> WHAT YOU ARE ASKED TO DO: Can you rewrite all of the rows below as a numbered list, leaving out any blank lines?

> LISTED ENTRIES:
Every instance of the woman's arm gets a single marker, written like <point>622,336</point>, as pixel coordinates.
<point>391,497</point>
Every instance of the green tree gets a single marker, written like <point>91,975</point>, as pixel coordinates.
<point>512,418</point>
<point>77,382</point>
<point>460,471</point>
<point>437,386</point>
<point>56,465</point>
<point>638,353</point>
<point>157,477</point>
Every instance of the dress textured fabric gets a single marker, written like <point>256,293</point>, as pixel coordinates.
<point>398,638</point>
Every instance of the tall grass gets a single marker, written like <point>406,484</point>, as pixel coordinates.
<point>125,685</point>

> TASK ANSWER:
1. Every instance of the woman's arm gets a single marker, written like <point>622,336</point>, as pixel coordinates.
2. <point>391,497</point>
3. Every instance of the green tree gets a single marker, written like <point>91,975</point>, as pixel coordinates.
4. <point>512,418</point>
5. <point>77,382</point>
6. <point>460,471</point>
7. <point>437,386</point>
8. <point>56,465</point>
9. <point>638,353</point>
10. <point>157,477</point>
11. Every instance of the dress textured fabric gets a single marker, written like <point>256,293</point>, as pixel coordinates.
12. <point>398,638</point>
13. Every instance of the tall grass gets a single marker, written like <point>406,484</point>, as pixel coordinates.
14. <point>125,685</point>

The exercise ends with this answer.